--- What is required ---
Output the entries below word for word, stopping once the line containing "target | white t-shirt" is done, and omit each picture.

**** Input for this task ****

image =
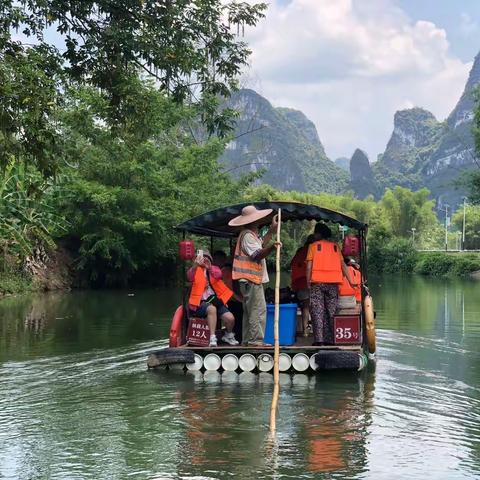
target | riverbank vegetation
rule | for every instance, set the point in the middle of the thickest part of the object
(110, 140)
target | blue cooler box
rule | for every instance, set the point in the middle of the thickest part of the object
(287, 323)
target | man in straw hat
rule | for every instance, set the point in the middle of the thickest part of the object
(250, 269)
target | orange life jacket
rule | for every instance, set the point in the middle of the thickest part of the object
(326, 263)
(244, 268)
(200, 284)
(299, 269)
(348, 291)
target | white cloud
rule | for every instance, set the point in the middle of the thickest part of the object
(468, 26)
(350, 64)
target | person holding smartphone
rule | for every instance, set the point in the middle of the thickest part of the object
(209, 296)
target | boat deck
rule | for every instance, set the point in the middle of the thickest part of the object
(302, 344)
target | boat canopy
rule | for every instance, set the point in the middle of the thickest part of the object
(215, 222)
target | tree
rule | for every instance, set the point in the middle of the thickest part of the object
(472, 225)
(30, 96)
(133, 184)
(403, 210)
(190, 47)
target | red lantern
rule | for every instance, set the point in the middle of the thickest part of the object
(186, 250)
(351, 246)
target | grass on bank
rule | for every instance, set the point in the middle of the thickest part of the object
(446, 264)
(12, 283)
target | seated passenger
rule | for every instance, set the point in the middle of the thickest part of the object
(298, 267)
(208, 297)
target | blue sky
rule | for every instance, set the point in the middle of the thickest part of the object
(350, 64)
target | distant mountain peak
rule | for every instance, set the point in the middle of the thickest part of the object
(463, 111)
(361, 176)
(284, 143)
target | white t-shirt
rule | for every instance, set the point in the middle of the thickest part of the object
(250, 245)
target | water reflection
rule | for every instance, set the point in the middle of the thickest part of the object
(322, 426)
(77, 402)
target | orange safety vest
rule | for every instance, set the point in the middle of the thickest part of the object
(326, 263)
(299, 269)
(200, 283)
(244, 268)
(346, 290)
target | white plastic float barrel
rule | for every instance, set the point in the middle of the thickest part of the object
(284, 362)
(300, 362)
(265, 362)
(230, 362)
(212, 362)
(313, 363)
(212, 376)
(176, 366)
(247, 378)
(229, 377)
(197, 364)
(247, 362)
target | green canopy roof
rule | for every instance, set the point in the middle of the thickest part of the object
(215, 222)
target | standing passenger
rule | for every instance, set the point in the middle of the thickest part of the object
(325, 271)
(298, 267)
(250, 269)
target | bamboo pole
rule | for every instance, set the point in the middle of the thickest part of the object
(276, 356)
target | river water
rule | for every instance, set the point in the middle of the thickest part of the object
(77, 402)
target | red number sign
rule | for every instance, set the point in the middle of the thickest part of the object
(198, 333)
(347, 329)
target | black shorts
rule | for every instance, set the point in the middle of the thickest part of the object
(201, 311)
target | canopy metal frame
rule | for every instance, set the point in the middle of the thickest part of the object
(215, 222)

****

--- Response to this exercise ---
image =
target | riverbank vegetation
rule | for every instance, set the point in the middle of the thickest part of the object
(110, 140)
target | blue cooler box
rule | for every instance, set the point in the middle of the thickest part of the object
(287, 323)
target | man in straw hat
rule | for every instance, set the point in the middle of the thickest part of the object
(250, 269)
target | orange life jacket
rule | for every instance, set the point in the middle of the thickest part of the object
(326, 263)
(244, 268)
(200, 284)
(299, 269)
(348, 291)
target | white cloud
rule | for every instance, set the point in the middle of the thickest part of the object
(468, 26)
(350, 64)
target | person holding smartphone
rule | for every instance, set the point in the middle of the thickest part of the object
(209, 296)
target | boat deck
rule | for every instance, set the point in the middle of the thickest part of the object
(302, 344)
target | boat canopy
rule | for every instance, set the point in the middle of the thickest part of the object
(215, 222)
target | tree
rule | for every instance, set the point in the middle of the thickest part of the object
(472, 225)
(30, 96)
(133, 184)
(403, 210)
(190, 47)
target | red lantern
rule | for every instance, set the point in the middle of the thickest part of the object
(186, 250)
(351, 246)
target | grass on bank
rule | for every instance, set the point in the middle of the thickest part of the object
(446, 264)
(12, 283)
target | seated passenger
rule | for every instance, set the point in the middle of the thickest part of the object
(298, 267)
(208, 297)
target | blue sky
rule | for every instance, set the point in the middle of the thickest part of the object
(350, 64)
target | distant mountain peak
rule | for every instance, set the point in the middle of the thickest part of the object
(463, 111)
(361, 176)
(284, 143)
target | white t-shirt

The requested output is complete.